◆ **Dataset records**:
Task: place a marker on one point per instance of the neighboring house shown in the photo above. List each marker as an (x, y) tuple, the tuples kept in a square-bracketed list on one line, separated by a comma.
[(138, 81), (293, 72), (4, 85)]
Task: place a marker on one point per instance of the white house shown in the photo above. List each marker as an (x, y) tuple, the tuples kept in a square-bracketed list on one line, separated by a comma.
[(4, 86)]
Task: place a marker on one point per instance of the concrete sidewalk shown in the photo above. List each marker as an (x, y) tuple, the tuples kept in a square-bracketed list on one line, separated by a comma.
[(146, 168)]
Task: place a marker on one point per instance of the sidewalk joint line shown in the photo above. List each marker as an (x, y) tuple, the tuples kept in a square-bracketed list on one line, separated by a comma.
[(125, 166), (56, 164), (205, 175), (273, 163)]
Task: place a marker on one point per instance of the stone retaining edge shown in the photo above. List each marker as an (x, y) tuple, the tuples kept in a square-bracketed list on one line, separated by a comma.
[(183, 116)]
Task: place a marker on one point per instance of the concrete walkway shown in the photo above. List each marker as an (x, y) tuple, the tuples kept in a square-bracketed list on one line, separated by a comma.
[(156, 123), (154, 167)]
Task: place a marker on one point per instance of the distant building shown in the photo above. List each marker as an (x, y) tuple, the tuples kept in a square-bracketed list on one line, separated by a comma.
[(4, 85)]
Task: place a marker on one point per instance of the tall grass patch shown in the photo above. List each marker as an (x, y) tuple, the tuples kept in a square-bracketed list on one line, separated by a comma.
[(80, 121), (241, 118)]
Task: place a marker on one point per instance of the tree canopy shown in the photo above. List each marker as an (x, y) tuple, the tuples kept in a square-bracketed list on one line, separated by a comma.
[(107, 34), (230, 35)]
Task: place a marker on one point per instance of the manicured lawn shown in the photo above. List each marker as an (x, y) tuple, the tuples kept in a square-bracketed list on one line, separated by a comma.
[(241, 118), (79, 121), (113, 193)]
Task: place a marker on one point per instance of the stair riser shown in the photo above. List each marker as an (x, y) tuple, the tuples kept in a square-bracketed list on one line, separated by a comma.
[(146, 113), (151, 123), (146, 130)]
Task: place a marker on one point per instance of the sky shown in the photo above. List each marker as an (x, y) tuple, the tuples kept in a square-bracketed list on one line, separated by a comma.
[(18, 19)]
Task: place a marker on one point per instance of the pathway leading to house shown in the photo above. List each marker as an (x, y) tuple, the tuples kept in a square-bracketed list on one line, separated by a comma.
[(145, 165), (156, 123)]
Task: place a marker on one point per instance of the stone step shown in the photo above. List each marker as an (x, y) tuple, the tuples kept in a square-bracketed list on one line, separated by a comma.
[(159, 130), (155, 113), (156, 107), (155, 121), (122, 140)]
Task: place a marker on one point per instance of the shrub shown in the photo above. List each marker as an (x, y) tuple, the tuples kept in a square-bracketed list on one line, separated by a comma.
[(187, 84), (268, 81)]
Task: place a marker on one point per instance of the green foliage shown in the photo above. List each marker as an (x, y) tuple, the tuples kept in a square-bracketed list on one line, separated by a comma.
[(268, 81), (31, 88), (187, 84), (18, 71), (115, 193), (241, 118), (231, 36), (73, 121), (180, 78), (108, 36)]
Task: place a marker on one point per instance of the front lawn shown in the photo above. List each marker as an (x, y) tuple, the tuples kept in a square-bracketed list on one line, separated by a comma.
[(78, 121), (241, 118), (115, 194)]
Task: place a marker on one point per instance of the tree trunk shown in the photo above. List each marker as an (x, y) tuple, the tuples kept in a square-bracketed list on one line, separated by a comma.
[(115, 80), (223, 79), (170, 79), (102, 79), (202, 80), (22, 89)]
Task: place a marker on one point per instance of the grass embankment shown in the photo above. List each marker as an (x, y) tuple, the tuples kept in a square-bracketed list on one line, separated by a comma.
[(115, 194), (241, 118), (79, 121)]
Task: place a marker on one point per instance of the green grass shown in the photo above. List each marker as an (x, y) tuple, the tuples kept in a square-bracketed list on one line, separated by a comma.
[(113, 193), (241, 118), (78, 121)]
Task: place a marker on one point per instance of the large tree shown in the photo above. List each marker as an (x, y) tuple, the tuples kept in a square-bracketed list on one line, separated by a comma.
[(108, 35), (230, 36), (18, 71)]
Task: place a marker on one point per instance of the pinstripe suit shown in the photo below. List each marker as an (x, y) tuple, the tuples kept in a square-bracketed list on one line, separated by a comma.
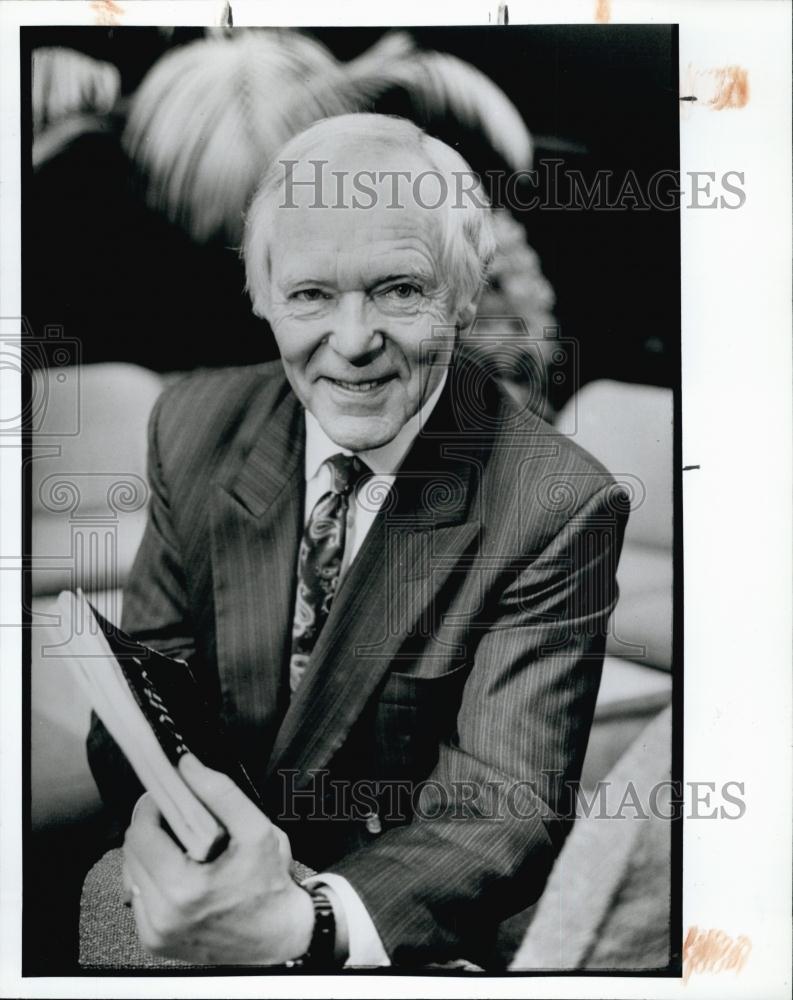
[(451, 691)]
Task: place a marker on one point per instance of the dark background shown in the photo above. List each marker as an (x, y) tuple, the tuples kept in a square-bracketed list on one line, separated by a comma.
[(132, 286)]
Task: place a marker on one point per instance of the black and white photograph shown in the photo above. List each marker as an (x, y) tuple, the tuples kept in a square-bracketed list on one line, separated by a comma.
[(352, 477)]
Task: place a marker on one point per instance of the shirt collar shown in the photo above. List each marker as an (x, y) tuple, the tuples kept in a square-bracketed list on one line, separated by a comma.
[(382, 461)]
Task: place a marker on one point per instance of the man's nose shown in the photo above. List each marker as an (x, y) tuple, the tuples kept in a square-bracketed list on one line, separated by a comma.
[(355, 335)]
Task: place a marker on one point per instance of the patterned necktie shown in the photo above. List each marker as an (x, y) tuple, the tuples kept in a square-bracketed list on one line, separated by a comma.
[(319, 562)]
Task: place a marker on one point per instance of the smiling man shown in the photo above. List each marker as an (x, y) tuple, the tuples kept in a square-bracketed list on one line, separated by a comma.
[(392, 584)]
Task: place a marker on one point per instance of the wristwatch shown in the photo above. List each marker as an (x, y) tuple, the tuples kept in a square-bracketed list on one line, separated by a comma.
[(321, 954)]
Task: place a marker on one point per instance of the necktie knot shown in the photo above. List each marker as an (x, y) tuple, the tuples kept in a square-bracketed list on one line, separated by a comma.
[(346, 472)]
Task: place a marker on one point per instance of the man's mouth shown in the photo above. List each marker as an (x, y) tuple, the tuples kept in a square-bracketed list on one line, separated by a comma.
[(370, 385)]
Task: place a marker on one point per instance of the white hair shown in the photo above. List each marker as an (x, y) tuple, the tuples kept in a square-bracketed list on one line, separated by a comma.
[(467, 243)]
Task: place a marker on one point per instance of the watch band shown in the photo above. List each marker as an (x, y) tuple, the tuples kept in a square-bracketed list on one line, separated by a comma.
[(321, 952)]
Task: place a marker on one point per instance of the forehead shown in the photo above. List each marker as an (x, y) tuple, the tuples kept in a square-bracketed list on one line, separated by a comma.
[(363, 222)]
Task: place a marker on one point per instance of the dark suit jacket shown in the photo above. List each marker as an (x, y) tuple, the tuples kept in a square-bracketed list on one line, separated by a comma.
[(452, 688)]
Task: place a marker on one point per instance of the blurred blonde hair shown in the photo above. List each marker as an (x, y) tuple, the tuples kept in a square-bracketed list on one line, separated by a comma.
[(467, 243)]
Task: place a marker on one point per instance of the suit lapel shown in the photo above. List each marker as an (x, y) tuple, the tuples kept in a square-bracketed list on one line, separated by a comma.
[(417, 538), (257, 513)]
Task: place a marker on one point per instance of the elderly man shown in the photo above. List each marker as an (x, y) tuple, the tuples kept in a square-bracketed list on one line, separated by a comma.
[(392, 584)]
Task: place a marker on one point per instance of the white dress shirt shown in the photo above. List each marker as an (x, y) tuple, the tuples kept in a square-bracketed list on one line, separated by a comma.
[(365, 946)]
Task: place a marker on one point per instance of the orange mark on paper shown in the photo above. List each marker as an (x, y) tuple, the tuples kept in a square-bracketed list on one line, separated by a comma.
[(713, 951), (107, 12), (603, 11), (720, 89)]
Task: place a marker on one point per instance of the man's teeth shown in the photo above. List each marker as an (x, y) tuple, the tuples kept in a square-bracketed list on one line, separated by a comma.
[(359, 386)]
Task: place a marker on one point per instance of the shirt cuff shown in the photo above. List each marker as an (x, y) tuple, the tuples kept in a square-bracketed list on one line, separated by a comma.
[(366, 948)]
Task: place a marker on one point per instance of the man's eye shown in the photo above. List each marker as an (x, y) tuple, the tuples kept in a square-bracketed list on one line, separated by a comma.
[(404, 290)]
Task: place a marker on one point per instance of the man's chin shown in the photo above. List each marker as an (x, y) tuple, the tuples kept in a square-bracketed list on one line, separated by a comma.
[(359, 433)]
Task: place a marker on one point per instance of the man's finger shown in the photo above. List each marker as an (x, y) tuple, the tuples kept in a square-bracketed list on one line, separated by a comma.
[(154, 849), (222, 797)]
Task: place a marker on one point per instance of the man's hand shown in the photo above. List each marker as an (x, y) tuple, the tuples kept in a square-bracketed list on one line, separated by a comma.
[(241, 909)]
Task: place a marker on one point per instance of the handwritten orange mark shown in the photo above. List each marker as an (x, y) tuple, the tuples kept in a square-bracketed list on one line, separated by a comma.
[(107, 12), (713, 951), (603, 11), (732, 88), (720, 89)]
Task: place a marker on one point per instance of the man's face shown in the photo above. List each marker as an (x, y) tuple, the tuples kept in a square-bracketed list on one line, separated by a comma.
[(355, 296)]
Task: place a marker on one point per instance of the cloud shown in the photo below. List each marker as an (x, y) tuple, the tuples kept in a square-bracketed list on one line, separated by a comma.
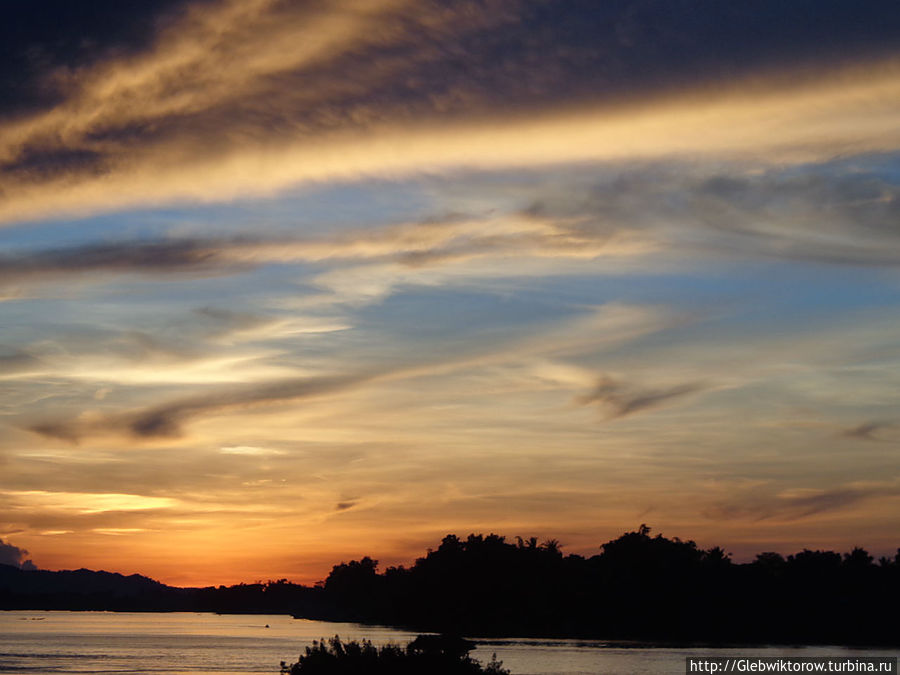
[(593, 331), (622, 400), (800, 503), (413, 245), (166, 420), (227, 100), (15, 556), (867, 431)]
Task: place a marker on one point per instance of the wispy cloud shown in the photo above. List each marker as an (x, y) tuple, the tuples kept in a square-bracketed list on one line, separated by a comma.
[(622, 400), (228, 101)]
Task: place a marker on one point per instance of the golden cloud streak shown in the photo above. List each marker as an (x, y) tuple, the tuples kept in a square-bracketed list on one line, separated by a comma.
[(849, 112)]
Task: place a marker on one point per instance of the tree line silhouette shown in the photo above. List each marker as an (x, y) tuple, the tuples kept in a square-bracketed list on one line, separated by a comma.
[(638, 586)]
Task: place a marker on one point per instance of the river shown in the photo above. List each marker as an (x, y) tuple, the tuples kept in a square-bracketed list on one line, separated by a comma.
[(180, 643)]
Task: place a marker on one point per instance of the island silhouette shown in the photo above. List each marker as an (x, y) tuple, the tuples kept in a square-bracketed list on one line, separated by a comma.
[(639, 587)]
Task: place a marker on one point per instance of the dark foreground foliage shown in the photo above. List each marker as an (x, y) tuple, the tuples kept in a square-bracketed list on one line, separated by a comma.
[(638, 587), (425, 654)]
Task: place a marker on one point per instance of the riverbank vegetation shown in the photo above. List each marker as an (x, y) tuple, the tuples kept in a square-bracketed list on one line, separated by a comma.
[(639, 586), (435, 655)]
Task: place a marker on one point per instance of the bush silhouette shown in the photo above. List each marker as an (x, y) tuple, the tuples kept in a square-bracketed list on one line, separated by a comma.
[(435, 655)]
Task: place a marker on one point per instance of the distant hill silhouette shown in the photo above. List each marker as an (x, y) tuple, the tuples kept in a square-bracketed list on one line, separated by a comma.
[(638, 587)]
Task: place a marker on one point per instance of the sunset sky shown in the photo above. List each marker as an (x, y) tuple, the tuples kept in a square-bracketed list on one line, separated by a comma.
[(285, 283)]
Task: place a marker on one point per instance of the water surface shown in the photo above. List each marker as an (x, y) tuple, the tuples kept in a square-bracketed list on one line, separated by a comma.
[(181, 643)]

◆ **Objective**: Rewrite the entries from the line containing "of the manicured" through the line containing "[(145, 165), (156, 123)]", putting "step riser" in place of "stair riser" and changing nothing else.

◆ **Answer to the task**:
Task: place a marker on one point per instance of the manicured lawn shown in the photo above. List each marker as an (x, y) tuple, the tuples kept in a square-bracketed list on one line, separated by a comma.
[(241, 118), (79, 121), (113, 193)]
Task: place a marker on one point per instance of the step riser shown in the photo above. List each marker as an (x, y) tuple, the tuples kept in a square-bracketed list on one line, separated by a comma.
[(146, 113), (151, 123), (146, 130)]
Task: place a marker on one point per instance of the sky shown in the photo above. List each marker as an (x, y) tuple, the tuples kept in a square-bracketed list on one line, separated by a comma.
[(18, 19)]
Task: place a marker on one point per instance of the pathway leading to house shown in the photo above. List each marker as an (x, y) tuple, the tuples kept in a square-bracketed list on one line, separated by a comma.
[(145, 165), (156, 123)]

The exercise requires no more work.